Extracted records
<<<<
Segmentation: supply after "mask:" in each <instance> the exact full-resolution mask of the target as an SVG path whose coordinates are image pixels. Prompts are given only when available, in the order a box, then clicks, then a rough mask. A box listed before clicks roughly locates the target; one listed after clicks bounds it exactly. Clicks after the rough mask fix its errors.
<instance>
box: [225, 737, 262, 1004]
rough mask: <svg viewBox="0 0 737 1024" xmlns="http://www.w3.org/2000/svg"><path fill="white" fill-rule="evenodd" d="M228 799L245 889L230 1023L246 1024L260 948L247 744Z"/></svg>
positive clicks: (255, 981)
>>>>
<<<<
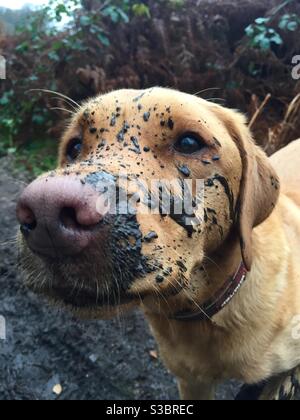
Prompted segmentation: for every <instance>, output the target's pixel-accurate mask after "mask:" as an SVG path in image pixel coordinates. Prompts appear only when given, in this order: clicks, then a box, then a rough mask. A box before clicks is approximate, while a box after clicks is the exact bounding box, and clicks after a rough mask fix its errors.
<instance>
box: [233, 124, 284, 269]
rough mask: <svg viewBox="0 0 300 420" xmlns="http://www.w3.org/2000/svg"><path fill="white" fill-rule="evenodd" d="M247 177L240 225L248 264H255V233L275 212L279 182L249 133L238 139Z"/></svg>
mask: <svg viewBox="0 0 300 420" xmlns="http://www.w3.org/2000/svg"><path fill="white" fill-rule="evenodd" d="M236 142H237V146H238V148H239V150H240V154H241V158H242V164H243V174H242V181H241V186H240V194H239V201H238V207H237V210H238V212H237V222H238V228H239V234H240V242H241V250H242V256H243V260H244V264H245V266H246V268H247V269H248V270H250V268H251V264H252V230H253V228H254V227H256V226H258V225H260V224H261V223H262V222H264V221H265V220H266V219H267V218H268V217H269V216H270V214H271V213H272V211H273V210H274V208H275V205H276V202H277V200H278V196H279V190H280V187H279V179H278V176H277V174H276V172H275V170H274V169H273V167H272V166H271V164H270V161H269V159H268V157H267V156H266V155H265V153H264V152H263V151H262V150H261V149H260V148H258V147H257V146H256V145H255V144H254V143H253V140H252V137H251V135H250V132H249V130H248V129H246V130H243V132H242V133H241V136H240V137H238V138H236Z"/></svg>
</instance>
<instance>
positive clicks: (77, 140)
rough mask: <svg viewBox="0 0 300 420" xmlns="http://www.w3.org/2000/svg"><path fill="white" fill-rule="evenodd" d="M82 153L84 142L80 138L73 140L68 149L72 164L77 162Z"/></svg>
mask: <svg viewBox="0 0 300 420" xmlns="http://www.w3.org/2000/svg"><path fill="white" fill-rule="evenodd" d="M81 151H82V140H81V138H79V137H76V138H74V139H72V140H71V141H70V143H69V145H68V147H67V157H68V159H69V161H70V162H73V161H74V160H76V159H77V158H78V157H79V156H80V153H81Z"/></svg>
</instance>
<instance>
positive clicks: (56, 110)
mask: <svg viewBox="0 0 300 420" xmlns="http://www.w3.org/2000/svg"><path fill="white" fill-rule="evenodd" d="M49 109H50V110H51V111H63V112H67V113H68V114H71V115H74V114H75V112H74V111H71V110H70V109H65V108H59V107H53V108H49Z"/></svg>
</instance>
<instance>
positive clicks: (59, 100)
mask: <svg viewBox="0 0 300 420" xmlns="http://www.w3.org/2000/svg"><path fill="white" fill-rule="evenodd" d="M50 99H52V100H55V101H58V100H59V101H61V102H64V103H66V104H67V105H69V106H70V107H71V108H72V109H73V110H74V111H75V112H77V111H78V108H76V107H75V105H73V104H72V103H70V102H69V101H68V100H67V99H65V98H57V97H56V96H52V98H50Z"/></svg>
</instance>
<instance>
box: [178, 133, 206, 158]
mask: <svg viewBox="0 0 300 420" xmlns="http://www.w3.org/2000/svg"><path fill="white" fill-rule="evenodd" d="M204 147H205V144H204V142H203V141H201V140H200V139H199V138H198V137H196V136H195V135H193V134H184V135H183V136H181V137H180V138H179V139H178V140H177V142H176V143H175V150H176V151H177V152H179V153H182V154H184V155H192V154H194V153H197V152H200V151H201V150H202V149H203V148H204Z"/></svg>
>>>>
Look above for the line that contains "799L245 889L230 1023L246". Starting there, transcribe every line exactly until you have copied the line that contains "positive clicks: (255, 981)".

• [Answer for the task]
rough mask: <svg viewBox="0 0 737 1024" xmlns="http://www.w3.org/2000/svg"><path fill="white" fill-rule="evenodd" d="M228 799L245 889L230 1023L246 1024L260 948L247 744Z"/></svg>
positive clicks: (255, 981)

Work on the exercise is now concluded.